#### OPDRACHT 1:
Neem uit de Kamerbrief over hypotheeknormen letterlijk het deel over dat begint bij "De hoofdnormen en" en doorloopt tot en met "te kunnen verstrekken.".

Aan de Voorzitter van de Tweede Kamer der Staten-Generaal
Den Haag, 21 april 2014
Zoals toegezegd in het Algemeen Overleg inzake kredietverlening van 20 november jl.
(Kamerstuk 32 637, nr. 105) informeer ik u hierbij, mede namens de Minister voor Wonen en Rijksdienst (W&R),
over de uitkomsten van het periodiek overleg met de Autoriteit Financiële Markten
(AFM) en de Nederlandse Vereniging van Banken (NVB) over het gebruik van de uitzonderingsmogelijkheden
en eventuele onduidelijkheden bij de normen voor de Loan to Income (LTI) en Loan to
Value (LTV), zoals deze zijn vastgelegd in de ministeriёle regeling voor hypothecair
krediet.
De hoofdnormen en de vast omschreven uitzonderingen op de normen, zoals de mogelijkheid
om goed onderbouwd en gedocumenteerd een kwalitatieve uitzonderingsmogelijkheid te
mogen toepassen, bieden volgens de NVB en de grootbanken voldoende ruimte voor maatwerk.
Aanpassing van deze normen en de uitzonderingsmogelijkheden is volgens de NVB en de
grootbanken dan ook niet nodig. Zo bieden de normen bijvoorbeeld voldoende ruimte
om zzp’ers of mensen zonder een vaste arbeidsovereenkomst een hypothecair krediet
te kunnen verstrekken.

#### OEFENGEGEVENS:
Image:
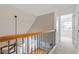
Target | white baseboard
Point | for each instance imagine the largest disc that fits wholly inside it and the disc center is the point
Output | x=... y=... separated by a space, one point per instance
x=53 y=49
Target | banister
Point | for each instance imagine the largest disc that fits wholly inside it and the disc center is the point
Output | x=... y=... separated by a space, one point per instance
x=13 y=37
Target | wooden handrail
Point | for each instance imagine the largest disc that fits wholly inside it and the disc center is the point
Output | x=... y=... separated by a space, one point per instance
x=14 y=37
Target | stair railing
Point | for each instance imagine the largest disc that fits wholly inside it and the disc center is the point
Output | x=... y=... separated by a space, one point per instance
x=28 y=43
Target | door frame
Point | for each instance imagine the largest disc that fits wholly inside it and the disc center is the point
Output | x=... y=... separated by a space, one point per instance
x=73 y=24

#### OPDRACHT 2:
Zet in de gegevens de regels vanaf de regel met "Target | banister" tot en met het einde van de gegevens om in een genummerde lijst, zonder lege regels.

#### EINDRESULTAAT 1:
De hoofdnormen en de vast omschreven uitzonderingen op de normen, zoals de mogelijkheid
om goed onderbouwd en gedocumenteerd een kwalitatieve uitzonderingsmogelijkheid te
mogen toepassen, bieden volgens de NVB en de grootbanken voldoende ruimte voor maatwerk.
Aanpassing van deze normen en de uitzonderingsmogelijkheden is volgens de NVB en de
grootbanken dan ook niet nodig. Zo bieden de normen bijvoorbeeld voldoende ruimte
om zzp’ers of mensen zonder een vaste arbeidsovereenkomst een hypothecair krediet
te kunnen verstrekken.

#### EINDRESULTAAT 2:
1. Target | banister
2. Point | for each instance imagine the largest disc that fits wholly inside it and the disc center is the point
3. Output | x=... y=... separated by a space, one point per instance
4. x=13 y=37
5. Target | wooden handrail
6. Point | for each instance imagine the largest disc that fits wholly inside it and the disc center is the point
7. Output | x=... y=... separated by a space, one point per instance
8. x=14 y=37
9. Target | stair railing
10. Point | for each instance imagine the largest disc that fits wholly inside it and the disc center is the point
11. Output | x=... y=... separated by a space, one point per instance
12. x=28 y=43
13. Target | door frame
14. Point | for each instance imagine the largest disc that fits wholly inside it and the disc center is the point
15. Output | x=... y=... separated by a space, one point per instance
16. x=73 y=24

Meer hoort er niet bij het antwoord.